▶ _Set task 1_: Pull out the records from the line with "Could you spot the white" through the end of the records, and repeat them unchanged.

▶ _Document passage_:
◆ ◆ ◆ ◆
When I was a young child (Around 5 or so) I was introduced to The Terminator and absolutely loved it.

So what do you guys think of his movies?


----------



## C Of K (Jul 22, 2009)

lol. _Commando_ has its own charm. It seems ridiculous if you try to take it seriously. _Terminator_ was great, as was _Predator_. Then you have _Raw Deal_, and that movie that he plays a Russian in, with James Belushi... Then there's _Hercules in New York_ and _Twins_. (Yuck) _True Lies_ was good, and _Total Recall_ was great. I liked _Eraser_ as well. 

I like most of the above movies mentioned, but not all of course.


----------



## Rodders (Jul 22, 2009)

Schwarzenegger's films were great in the day. It's nice that he has such a great SF pedigree. As well as the Terminator movies, Predator, Total Recall and Running man were all pretty good in their day.


----------



## C Of K (Jul 22, 2009)

Ah! I forgot about _The Running Man_!

Maria Conchita Alonso was so cute in that.


----------



## AE35Unit (Jul 22, 2009)

Also good in Twins,tho Devito stole the show in that one,Arnie did have his comic moments.


----------



## nj1 (Jul 22, 2009)

NOBODY'S MENTIONED - CONAN THE BARBARIAN!!!

Love that film, one of my fav fantasy movies ever
Infact i like most of his earlier films, especially the ones where he didn't say much


----------



## Connavar (Jul 22, 2009)

Conan films are one of the few things I truly hate.   As a kid i thought they were lame and then reading REH and Conan stories they are disgusting adaptations.

I like Arnold in Terminator I,Terminator II,Predator,True Lies


----------



## AE35Unit (Jul 22, 2009)

Yea that Conan film was pretty naff,best not taken too seriously! Would be good to see a decent conan film tho.


----------
◆ ◆ ◆ ◆
▶ _Set task 2_: Summarize the forum thread in two sentences.

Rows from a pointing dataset
◆ ◆ ◆ ◆
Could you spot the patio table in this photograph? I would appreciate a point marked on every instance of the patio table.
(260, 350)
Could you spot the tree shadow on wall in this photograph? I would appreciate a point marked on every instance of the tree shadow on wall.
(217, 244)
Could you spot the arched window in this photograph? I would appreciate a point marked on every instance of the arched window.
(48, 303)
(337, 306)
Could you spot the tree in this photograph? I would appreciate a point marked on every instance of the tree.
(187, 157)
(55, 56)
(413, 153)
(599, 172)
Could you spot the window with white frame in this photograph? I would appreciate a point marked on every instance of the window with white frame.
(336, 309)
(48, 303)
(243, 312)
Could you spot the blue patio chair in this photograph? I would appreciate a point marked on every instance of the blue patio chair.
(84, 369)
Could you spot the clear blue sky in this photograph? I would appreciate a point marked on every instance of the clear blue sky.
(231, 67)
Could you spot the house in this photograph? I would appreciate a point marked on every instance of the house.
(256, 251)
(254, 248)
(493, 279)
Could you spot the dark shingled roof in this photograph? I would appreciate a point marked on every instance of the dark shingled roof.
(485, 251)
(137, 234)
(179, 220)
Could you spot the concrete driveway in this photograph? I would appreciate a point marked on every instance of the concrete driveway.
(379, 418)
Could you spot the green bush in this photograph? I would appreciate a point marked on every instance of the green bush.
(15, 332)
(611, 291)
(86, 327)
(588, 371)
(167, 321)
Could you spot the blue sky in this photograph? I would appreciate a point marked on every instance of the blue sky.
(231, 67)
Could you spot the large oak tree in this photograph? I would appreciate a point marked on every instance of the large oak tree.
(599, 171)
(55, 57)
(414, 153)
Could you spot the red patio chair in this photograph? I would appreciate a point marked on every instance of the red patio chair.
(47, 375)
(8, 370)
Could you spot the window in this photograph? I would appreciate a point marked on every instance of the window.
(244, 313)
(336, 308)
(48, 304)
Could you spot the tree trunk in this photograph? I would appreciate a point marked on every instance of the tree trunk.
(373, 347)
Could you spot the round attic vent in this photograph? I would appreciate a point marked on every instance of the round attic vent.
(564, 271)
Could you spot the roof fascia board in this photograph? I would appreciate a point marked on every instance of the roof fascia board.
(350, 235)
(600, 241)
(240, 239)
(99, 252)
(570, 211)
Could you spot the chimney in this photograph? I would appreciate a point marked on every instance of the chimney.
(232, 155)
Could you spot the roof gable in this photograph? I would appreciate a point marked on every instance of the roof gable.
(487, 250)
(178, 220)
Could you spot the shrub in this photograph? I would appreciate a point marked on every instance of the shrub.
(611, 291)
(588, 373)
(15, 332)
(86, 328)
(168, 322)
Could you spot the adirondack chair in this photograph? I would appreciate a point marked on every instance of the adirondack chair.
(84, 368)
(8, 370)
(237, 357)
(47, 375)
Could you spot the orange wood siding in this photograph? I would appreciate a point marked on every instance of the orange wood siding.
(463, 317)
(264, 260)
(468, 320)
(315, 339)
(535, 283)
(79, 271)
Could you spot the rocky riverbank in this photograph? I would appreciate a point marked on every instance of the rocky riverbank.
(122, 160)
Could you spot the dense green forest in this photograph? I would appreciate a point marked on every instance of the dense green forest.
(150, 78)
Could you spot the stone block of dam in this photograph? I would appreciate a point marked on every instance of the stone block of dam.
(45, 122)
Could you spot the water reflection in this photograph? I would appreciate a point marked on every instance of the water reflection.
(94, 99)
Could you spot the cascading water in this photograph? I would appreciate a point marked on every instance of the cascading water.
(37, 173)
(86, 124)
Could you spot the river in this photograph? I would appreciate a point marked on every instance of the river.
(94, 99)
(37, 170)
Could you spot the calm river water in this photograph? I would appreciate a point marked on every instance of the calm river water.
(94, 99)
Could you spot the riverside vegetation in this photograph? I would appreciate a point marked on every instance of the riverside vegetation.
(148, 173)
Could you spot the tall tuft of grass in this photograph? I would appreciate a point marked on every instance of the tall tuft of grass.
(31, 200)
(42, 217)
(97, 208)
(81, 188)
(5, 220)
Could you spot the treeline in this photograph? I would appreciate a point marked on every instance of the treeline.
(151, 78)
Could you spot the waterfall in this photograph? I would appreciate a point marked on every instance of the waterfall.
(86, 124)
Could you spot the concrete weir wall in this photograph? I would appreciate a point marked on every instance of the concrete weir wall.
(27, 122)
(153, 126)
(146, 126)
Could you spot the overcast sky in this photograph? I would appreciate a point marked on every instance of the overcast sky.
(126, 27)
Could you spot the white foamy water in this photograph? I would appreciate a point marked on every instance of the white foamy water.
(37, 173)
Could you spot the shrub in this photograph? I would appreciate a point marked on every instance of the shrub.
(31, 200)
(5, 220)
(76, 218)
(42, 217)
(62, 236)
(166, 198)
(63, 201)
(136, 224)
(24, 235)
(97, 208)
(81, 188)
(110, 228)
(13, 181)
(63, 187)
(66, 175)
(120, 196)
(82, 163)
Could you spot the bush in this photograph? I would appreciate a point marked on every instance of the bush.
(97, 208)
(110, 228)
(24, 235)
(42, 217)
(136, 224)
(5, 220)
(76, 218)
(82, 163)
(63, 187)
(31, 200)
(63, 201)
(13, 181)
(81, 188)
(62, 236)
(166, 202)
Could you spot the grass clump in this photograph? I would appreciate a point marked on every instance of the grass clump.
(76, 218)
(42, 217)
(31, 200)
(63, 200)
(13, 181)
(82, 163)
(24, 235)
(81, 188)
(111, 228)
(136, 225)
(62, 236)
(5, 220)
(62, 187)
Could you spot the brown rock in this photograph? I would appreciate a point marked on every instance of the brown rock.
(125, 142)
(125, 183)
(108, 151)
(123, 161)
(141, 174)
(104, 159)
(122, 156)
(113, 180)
◆ ◆ ◆ ◆
▶ _Written answer 1_:
Could you spot the white foamy water in this photograph? I would appreciate a point marked on every instance of the white foamy water.
(37, 173)
Could you spot the shrub in this photograph? I would appreciate a point marked on every instance of the shrub.
(31, 200)
(5, 220)
(76, 218)
(42, 217)
(62, 236)
(166, 198)
(63, 201)
(136, 224)
(24, 235)
(97, 208)
(81, 188)
(110, 228)
(13, 181)
(63, 187)
(66, 175)
(120, 196)
(82, 163)
Could you spot the bush in this photograph? I would appreciate a point marked on every instance of the bush.
(97, 208)
(110, 228)
(24, 235)
(42, 217)
(136, 224)
(5, 220)
(76, 218)
(82, 163)
(63, 187)
(31, 200)
(63, 201)
(13, 181)
(81, 188)
(62, 236)
(166, 202)
Could you spot the grass clump in this photograph? I would appreciate a point marked on every instance of the grass clump.
(76, 218)
(42, 217)
(31, 200)
(63, 200)
(13, 181)
(82, 163)
(24, 235)
(81, 188)
(111, 228)
(136, 225)
(62, 236)
(5, 220)
(62, 187)
Could you spot the brown rock in this photograph? I would appreciate a point marked on every instance of the brown rock.
(125, 142)
(125, 183)
(108, 151)
(123, 161)
(141, 174)
(104, 159)
(122, 156)
(113, 180)

▶ _Written answer 2_: A forum thread opens with a poster recalling loving The Terminator at around age five and asking what others think of his movies, and replies praise Schwarzenegger films such as Predator, Total Recall, True Lies and The Running Man, while Twins draws both a "Yuck" and praise. Conan the Barbarian divides the posters: one calls it a favorite fantasy movie, another truly hates the Conan films as disgusting adaptations, and a third calls the Conan film pretty naff.